(WORK TO COMPLETE): Leaving out every image, restate all the records word for word.

(EXCERPTED DATA):
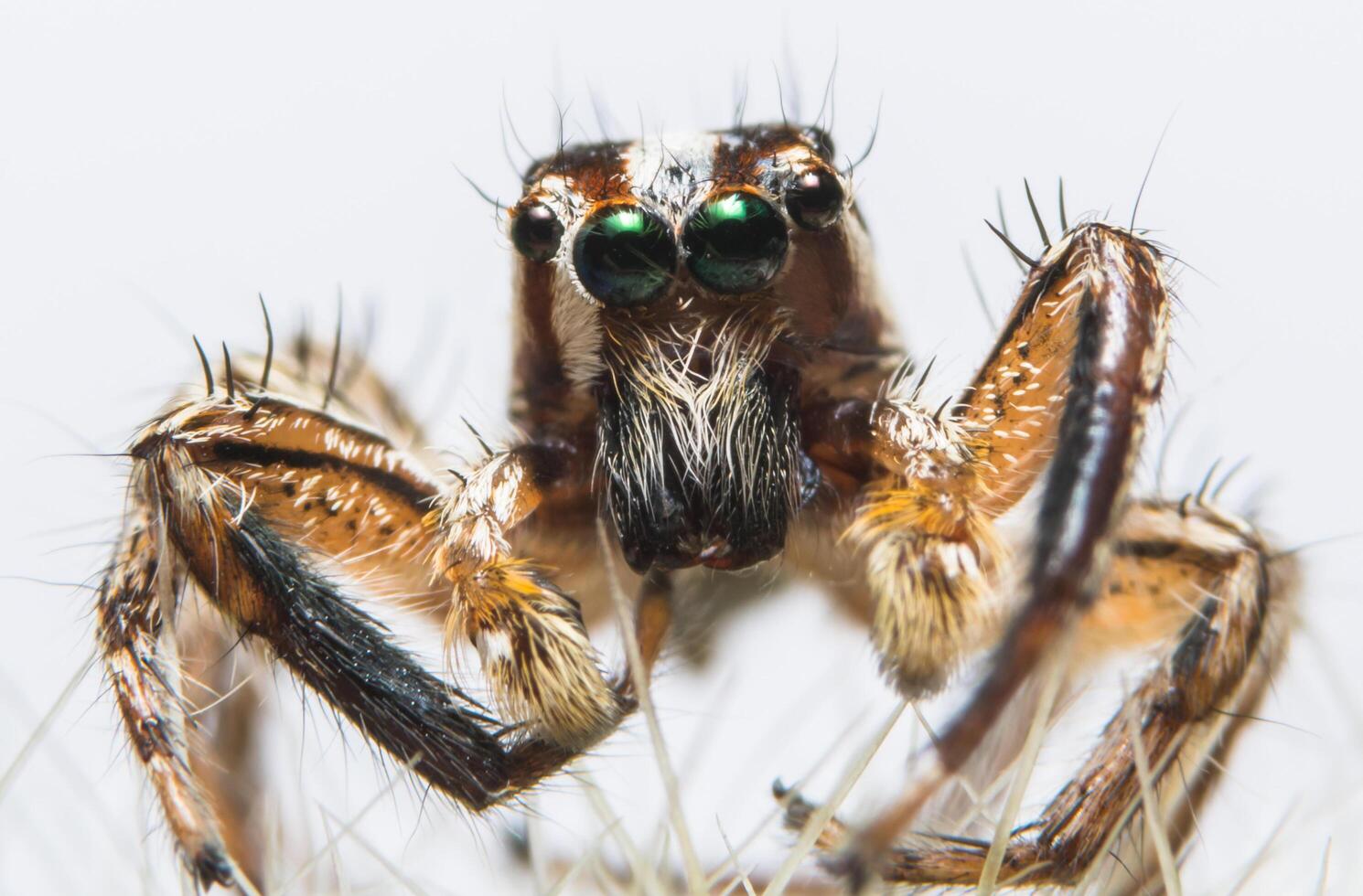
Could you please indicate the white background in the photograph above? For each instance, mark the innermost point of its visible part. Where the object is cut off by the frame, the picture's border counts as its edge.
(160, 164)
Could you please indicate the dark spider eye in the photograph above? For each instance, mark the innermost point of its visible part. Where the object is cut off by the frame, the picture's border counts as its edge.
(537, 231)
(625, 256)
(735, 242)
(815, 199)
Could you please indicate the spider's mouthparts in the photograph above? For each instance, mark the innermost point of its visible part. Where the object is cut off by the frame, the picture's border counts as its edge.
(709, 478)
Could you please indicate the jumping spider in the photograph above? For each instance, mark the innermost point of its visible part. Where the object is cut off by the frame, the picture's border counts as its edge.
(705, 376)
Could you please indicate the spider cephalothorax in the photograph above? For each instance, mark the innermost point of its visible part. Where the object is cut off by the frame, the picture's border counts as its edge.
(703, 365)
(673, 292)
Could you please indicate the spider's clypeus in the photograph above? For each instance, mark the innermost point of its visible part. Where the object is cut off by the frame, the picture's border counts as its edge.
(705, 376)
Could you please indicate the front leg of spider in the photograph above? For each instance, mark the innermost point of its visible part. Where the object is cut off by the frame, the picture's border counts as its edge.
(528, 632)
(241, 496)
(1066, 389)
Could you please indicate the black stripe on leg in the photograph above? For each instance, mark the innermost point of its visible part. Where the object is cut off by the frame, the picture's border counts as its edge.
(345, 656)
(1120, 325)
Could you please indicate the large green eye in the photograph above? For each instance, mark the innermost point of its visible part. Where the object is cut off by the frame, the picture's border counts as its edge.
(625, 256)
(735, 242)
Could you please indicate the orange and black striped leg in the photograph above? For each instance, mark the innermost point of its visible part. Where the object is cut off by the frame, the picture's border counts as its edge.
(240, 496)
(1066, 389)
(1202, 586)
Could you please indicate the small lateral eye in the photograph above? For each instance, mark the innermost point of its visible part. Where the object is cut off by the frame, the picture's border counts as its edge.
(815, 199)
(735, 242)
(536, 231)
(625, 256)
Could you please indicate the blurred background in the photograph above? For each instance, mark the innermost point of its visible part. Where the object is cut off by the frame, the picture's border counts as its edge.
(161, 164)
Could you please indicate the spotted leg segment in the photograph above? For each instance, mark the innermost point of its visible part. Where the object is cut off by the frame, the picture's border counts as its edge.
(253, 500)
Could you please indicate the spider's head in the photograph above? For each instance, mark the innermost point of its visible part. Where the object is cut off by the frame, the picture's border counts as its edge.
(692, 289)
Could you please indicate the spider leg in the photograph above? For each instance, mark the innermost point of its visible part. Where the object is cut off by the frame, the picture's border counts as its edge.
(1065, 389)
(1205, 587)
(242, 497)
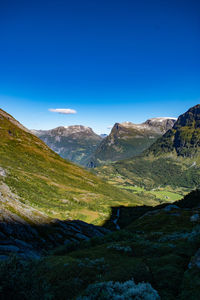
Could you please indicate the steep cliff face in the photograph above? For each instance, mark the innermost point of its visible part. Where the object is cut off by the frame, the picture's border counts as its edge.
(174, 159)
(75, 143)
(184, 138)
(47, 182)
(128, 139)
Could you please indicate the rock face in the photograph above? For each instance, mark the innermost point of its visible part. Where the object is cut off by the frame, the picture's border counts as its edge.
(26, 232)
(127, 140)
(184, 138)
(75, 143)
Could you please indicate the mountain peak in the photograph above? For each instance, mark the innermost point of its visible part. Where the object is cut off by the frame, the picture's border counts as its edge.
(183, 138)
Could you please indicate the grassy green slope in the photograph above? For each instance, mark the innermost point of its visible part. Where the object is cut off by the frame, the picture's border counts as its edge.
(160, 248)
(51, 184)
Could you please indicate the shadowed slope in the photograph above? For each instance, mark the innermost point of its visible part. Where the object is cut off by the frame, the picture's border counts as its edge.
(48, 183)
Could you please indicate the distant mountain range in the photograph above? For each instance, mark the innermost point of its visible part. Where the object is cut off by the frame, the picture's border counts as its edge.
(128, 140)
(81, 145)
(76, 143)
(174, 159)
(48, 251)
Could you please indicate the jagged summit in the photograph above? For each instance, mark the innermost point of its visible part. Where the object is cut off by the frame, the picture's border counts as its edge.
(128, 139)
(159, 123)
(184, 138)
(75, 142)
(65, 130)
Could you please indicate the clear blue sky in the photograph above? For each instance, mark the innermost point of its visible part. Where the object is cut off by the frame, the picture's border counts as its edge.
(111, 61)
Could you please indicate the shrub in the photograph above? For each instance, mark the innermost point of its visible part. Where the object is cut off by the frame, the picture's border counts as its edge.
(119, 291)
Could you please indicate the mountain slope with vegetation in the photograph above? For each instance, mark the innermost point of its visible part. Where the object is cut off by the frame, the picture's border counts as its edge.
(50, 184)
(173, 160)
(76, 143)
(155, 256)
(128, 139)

(ANSWER BOX):
Could you please indicate the white background in the photograph above? For each instance, mark the innermost point of its visible part. Where the object is cut off by the frame, the picture's border counts as its edge.
(160, 164)
Could you please indicate the dark spider eye in the photograph above? For each instance, mark the innermost point of its visible part. Where the object is cut off by the frame, the picture's border counts as its edge.
(537, 231)
(625, 256)
(735, 242)
(815, 199)
Could you please indicate the spider's mouthparts in the photograph above? For each instance, mark the innermost point of its visible part. Where the object is cut off by the frame, the picture's border counts as its edge.
(709, 478)
Could you please indicate the jumping spider in the photograph above? For each instance, mark the innermost point of its visible part. Where the object is cut off by the frame, the picture's border counts as its edge.
(705, 376)
Could you please indicate the spider cephalothorax in the photograph above? For each instance, mark the innermost point of its visible part. Where the object is cut off by the frame, the picture's border counts as its edge.
(703, 365)
(673, 292)
Could you please indicate the spider's clypeus in the photograph above? For each instance, mark the innermost point of its visible part. Where the object is cut off by the frame, the picture's border counts as its edge.
(705, 376)
Could you please indicate the front leg of spider in the photograph above? For each instance, mark the innermost point of its visible part. Where the object is cut off by the frame, the picture's border counts as its edge.
(528, 632)
(241, 496)
(1066, 389)
Could you please indicate the black stripe on leg in the photograph above? For each instance, mark the innermost point of its visible part. Where the object is cut off by the frame, the picture's border counts as its edge.
(345, 656)
(1120, 325)
Could you please indicate the large green eye in the photograph above? For each instance, mark the innermost point of its visible part. Where the object is cut off by the frame, the picture's border counts as its edge.
(625, 256)
(735, 242)
Could you please indicate the orange and black striped leg in the photograph above? For each instance, mark the innermost point of its visible part. Where the object is cut off by the frame, the picture's border counts as its edge.
(240, 496)
(1066, 389)
(1202, 586)
Could you please indicate the small lateral eye in the photograph above? For each instance, mark the innermost point of its visible part. Where the object is cut off by the frame, the picture's border counts as its edge.
(815, 199)
(735, 242)
(536, 231)
(625, 256)
Could you please indicate the blurred background in the photograph above? For each instance, mark the innermost point of its visible part. Where the object is cut off by the frame, the picture's border counts as its edge.
(161, 164)
Could you please indicate the spotted leg segment in the photograph above? For each instance, mark the innermost point of its visible part. Where the object is cut off by the frame, the picture's border counts as its edge.
(253, 500)
Could you please indicate the spider's head in the photograph above? For each instance, mark the innermost point of its visible part. Where the object is cut off by the frame, the picture's border counts as its edge.
(692, 289)
Could you please indicate the spider leg in the photograph above? For each instance, mark the innermost point of its visible part. Where the object is cut off by the frame, the picture's border counts as its edge.
(1065, 389)
(1205, 587)
(242, 497)
Could you please indicate the steep cliff face in the photograph above? For each instance, mark the innermost point of its visible part. Where the object is cut off by the frame, the picture's border counts as its edge.
(174, 159)
(75, 143)
(184, 138)
(47, 182)
(128, 139)
Could you please indicate the rock face in the photograph above? For each instance, mark the innermost point of its visible part. Where the object is cut off by the frame, the picture's border counts as its edge.
(26, 232)
(127, 140)
(184, 138)
(75, 143)
Could you please indicate the mountain peak in the photograph above? For each instance, mark the innermost point of its visible part. Where the object is cut off by the frame, the picture's border counts as its edge.
(183, 138)
Could you please indicate the grassy green slope in the photograph above? For each instance, mark the innermost point of its visible part. Where the object is cut off by the frame, the picture's border counts as its edge.
(160, 248)
(51, 184)
Could you please indicate the shadowed slope in the photograph above? For each instance, mark the innermost point of its visible part. Where the object is cut off by the frame, the picture's border counts as its edge.
(48, 183)
Could you please indicate the distant mountain range in the photograph above? For each instance, mark the innermost point of its visible part. Where the object is cut off by the frame, the picture's border counts as its edge.
(128, 140)
(81, 145)
(76, 143)
(174, 159)
(48, 251)
Could you please indicate the jagged summit in the photograph above? For each instance, mark the innermost point of its visible part. Where the object is cut off by the frame, the picture's border counts as its edge.
(128, 139)
(159, 123)
(184, 138)
(75, 142)
(65, 130)
Could you please indicate the clear blue sky in the photograph above? For each instance, mark the innermost point of its visible part. Where the object is cut off by the frame, the picture's border counts as its edge.
(111, 61)
Could you please indicate the shrub in the photograph above? For each instance, mark the innermost point of its visible part. Where the object is cut off by the frame, the picture's border counts as its edge.
(119, 291)
Could you please indicate the mountain slope with vegetation in the photograph above? For each instance, mark the innermost point of its visible part. Where the object is cut off by the frame, the picture's border counts as its edge.
(50, 184)
(173, 160)
(76, 143)
(155, 256)
(128, 139)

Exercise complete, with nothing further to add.